__Aim of the task__.
Please set down the records exactly, keeping every line.
*** Opening Input data ***
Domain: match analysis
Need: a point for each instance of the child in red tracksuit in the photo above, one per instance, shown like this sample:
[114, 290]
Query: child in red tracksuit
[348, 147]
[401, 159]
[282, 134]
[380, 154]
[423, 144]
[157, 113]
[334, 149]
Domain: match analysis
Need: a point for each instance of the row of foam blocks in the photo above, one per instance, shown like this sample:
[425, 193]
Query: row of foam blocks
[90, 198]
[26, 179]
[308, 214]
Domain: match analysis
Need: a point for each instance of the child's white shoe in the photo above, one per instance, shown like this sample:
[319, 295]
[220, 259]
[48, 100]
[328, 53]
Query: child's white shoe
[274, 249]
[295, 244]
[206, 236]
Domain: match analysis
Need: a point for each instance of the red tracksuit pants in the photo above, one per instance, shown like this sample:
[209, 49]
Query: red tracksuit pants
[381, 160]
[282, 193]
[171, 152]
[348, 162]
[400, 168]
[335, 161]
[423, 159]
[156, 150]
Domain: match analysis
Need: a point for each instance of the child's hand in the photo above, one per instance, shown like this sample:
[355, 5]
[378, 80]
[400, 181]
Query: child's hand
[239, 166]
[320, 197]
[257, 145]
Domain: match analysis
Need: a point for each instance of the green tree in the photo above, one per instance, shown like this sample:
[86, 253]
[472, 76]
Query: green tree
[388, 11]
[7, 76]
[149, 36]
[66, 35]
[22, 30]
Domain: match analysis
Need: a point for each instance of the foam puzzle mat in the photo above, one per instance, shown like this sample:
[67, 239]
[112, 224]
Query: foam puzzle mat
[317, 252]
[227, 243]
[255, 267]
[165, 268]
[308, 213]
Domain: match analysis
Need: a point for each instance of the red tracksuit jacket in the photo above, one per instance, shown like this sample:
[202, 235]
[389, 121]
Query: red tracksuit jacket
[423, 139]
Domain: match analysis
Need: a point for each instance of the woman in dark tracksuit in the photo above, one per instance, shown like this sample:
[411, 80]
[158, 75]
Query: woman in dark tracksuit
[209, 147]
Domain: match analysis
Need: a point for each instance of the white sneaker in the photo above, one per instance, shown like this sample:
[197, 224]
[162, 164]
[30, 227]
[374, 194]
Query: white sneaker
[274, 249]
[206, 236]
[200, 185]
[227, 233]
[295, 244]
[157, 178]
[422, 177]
*** Closing Input data ***
__Solution for this problem__.
Domain: match analysis
Need: a point for each instance of the child in red tracksuit in the photo above, one per instance, shown like this sample:
[114, 290]
Query: child in red tracksuit
[348, 147]
[401, 159]
[282, 134]
[380, 154]
[423, 144]
[157, 113]
[334, 149]
Domain: match analysis
Need: a point for each instance of the row of foam blocks in the photo above, one per instance, shown like this sample:
[425, 193]
Query: row of foam blocks
[90, 198]
[26, 179]
[308, 214]
Domain: match analysis
Need: a point for each instance of the child's white shoe in the photo above, one per instance, shown like this sample:
[319, 295]
[220, 259]
[48, 100]
[328, 53]
Query: child's white shoe
[274, 249]
[295, 244]
[206, 236]
Domain: match analysis
Need: a point for each instance of the red tracksuit pants in the photo above, one per instance, shown like this sample:
[209, 49]
Query: red tracksuit pants
[381, 160]
[282, 193]
[171, 152]
[348, 162]
[400, 168]
[335, 161]
[423, 159]
[156, 150]
Domain: match analysis
Need: a point for each instance of the child's hand in the photo above, one per instance, shown like this sample:
[355, 5]
[378, 80]
[400, 181]
Query: child's hand
[239, 166]
[320, 197]
[257, 145]
Domain: match analysis
Need: a point for each instance of the green tree in the photo above, one per instance, shown like this sample:
[86, 253]
[472, 76]
Query: green tree
[388, 11]
[7, 76]
[149, 36]
[66, 35]
[22, 30]
Domain: match analysis
Need: a point for each instance of the foam puzzle mat in the photo above, one per instance, shown like this sample:
[67, 239]
[112, 224]
Query: foam puzzle mat
[317, 252]
[227, 243]
[255, 267]
[165, 268]
[308, 213]
Domain: match analysis
Need: a point for each instance of the red tracksuit jacket in the photo above, one per instance, shown like this sample:
[202, 235]
[389, 121]
Query: red tracksuit jacket
[423, 139]
Domain: match analysis
Need: a point for each instance of the woman in dark tracksuit in the photo above, one per instance, shown like this sample:
[411, 80]
[158, 75]
Query: woman in dark tracksuit
[209, 147]
Domain: match analysis
Need: a point for each instance of the white sneaker in the photo above, one per instance, shown like this sample:
[197, 224]
[162, 164]
[30, 227]
[374, 194]
Query: white sneaker
[274, 249]
[206, 236]
[200, 185]
[227, 233]
[295, 244]
[157, 178]
[422, 177]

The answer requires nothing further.